Auszug aus der Quelle
━━━

Seit der spektakulären Wende nach der neuerlichen Auszählung der Parteitagsstimmen, die ihn zum neuen SPÖ-Vorsitzenden gemacht hatte, läuft sein Leben im Stakkato ab. Er ist "on fire". Ein Interview reiht sich ans nächste, es folgen Beratungen im Vertrautenkreis in Permanenz und seine Kritiker graben bereits in der Vergangenheit nach dunklen Flecken des Andreas Babler.  Er sei seit Tagen de facto rund um die Uhr "24/7" unterwegs, sagte der neue SPÖ-Chef am Samstag im Ö1-"Mittagsjournal".

Die Angriffe, er sei zu links, zu radikal, fechten ihn nicht an. "Ich hab klare Positionen, eine klare authentische Sprache, das ist man offensichtlich nicht mehr gewohnt", sagt Babler. Es bereite "vielen Unbehagen, die auf der anderen Seite des Systems stehen". Er werde jetzt "mit viel Oberflächlichkeiten" politisch eingeordnet. Auch als Linkspopulist und "Kickl im marxistischen Gewand". "Ich bin Sozialdemokrat", entgegnet Babler einmal mehr. Es gehe unter anderem darum, Kinder aus der Armut zu holen, für leistbaren Wohnraum zu sorgen, die Inflation, "die von der Profitgier der Großkonzerne" mitverursacht werde, zu bekämpfen. "Wenn das radikal ist, kann ich gut damit leben", sagt der SPÖ-Vorsitzende.

Babler auf Touren
Seit seiner Wahl zum SPÖ-Vorsitzenden ist Andreas Babler "on fire", ständig auf Tour, von einem Interview zum nächsten.
Apa: Georg Hochmuth

Häuslbauerpartei

Es gehe auch um die Vermögenssteuer, die nicht nur eine Zuwachs-, sondern auch eine echte Substanzbesteuerung sein soll. Fünf Milliarden Euro seien da zu holen plus 650 Millionen im Jahr an Erbschaftssteuer, rechnet er abermals vor. Die Steuerpolitik solle ein Hebel sein für mehr Gerechtigkeit. Je mehr Vermögen desto höher die Besteuerung bis auf ein Prozent. Das sei auch eine Koalitionsbedingung, bekräftigte Babler, "sonst ist ja überhaupt nichts umsetzbar".

Und auch die Erbschaftssteuer müsse kommen, bekräftigte der SPÖ-Chef. Aber: "Das ist keine Häuslbauersteuer. Wir sind die Partei der Häuslbauer." Die ältere Generation habe sich mühevoll Eigenheime aufgebaut. Daran dürfe nicht gerüttelt werden. "Wir garantieren der Generation, dass sie die Häuser steuerfrei weitergeben kann. Bis zu einer Million ist man safe, dann steigts progressiv. Heidi Horten und Mateschitz: Da einzugreifen ist Gerechtigkeit", sagt Babler.

━━━

Zeilen des Datensatzes
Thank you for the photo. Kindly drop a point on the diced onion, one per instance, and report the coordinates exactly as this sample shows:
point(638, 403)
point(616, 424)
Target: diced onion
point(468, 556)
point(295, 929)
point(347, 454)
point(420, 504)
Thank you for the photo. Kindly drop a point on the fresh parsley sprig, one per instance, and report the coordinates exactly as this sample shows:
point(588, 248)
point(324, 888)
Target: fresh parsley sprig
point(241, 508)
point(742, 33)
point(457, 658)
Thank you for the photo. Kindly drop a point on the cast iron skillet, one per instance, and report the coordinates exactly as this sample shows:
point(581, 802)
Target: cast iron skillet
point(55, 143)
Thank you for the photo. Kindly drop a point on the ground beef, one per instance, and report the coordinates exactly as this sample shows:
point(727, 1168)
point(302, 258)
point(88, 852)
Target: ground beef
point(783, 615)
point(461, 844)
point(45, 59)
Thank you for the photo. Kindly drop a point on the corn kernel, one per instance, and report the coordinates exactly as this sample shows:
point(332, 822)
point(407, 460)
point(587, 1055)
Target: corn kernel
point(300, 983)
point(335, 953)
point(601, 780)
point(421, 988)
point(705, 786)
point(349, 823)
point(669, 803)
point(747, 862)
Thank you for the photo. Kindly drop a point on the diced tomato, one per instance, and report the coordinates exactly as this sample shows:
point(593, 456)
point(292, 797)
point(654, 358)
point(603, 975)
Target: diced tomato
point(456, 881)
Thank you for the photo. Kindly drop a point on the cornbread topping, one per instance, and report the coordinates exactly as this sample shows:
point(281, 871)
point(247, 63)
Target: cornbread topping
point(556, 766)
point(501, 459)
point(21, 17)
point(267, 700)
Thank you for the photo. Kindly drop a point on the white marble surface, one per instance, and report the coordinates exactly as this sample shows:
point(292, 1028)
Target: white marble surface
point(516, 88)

━━━

Ziel der Aufgabe
Wie lautet im Text über Andreas Babler die Stelle zwischen „Die Angriffe, er“ und „Interview zum nächsten.“, beide eingeschlossen? Gib sie wortgetreu wieder.

Lösung der Aufgabe
Die Angriffe, er sei zu links, zu radikal, fechten ihn nicht an. "Ich hab klare Positionen, eine klare authentische Sprache, das ist man offensichtlich nicht mehr gewohnt", sagt Babler. Es bereite "vielen Unbehagen, die auf der anderen Seite des Systems stehen". Er werde jetzt "mit viel Oberflächlichkeiten" politisch eingeordnet. Auch als Linkspopulist und "Kickl im marxistischen Gewand". "Ich bin Sozialdemokrat", entgegnet Babler einmal mehr. Es gehe unter anderem darum, Kinder aus der Armut zu holen, für leistbaren Wohnraum zu sorgen, die Inflation, "die von der Profitgier der Großkonzerne" mitverursacht werde, zu bekämpfen. "Wenn das radikal ist, kann ich gut damit leben", sagt der SPÖ-Vorsitzende.

Babler auf Touren
Seit seiner Wahl zum SPÖ-Vorsitzenden ist Andreas Babler "on fire", ständig auf Tour, von einem Interview zum nächsten.